**MATERIAL PROVIDED**
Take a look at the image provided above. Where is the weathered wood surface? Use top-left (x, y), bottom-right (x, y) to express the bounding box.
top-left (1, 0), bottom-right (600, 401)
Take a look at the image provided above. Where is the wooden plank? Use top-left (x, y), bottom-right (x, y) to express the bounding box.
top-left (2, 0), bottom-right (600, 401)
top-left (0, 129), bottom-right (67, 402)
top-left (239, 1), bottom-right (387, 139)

**TASK OBJECTIVE**
An exact transcription of the entries is needed, complete to the final line.

**WRITTEN SOLUTION**
Take a look at the image provided above. Where is the weathered wood surface? Use top-left (x, y), bottom-right (x, y) to express the bounding box.
top-left (1, 0), bottom-right (600, 401)
Take a look at the image provided above. Where is the wooden plank? Use top-left (x, y), bottom-right (x, y) to express the bounding box.
top-left (2, 0), bottom-right (600, 401)
top-left (0, 129), bottom-right (67, 402)
top-left (239, 1), bottom-right (387, 139)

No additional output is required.